- **Instructions to follow**: Find the word "Target" in the records below. List each line containing it.

== Segment start ==

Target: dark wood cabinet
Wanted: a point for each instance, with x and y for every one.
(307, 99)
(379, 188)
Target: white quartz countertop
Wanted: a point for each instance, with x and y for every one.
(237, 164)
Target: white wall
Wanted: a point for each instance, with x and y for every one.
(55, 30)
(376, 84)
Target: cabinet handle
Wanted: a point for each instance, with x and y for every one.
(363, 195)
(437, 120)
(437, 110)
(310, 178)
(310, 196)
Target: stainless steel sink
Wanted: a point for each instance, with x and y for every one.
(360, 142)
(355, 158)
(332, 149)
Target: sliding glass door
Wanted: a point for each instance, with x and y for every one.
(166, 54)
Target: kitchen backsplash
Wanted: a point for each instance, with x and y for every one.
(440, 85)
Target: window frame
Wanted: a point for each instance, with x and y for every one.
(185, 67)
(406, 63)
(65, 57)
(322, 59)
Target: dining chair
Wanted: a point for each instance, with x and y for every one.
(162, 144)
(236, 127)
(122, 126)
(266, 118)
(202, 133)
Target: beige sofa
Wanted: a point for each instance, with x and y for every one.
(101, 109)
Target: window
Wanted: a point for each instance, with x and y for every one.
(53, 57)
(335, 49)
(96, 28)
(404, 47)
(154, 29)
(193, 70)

== Segment end ==

- **Solution below**:
Target: dark wood cabinet
Target: white quartz countertop
Target: white wall
Target: cabinet handle
Target: stainless steel sink
Target: sliding glass door
Target: kitchen backsplash
Target: window frame
Target: dining chair
Target: beige sofa
Target: window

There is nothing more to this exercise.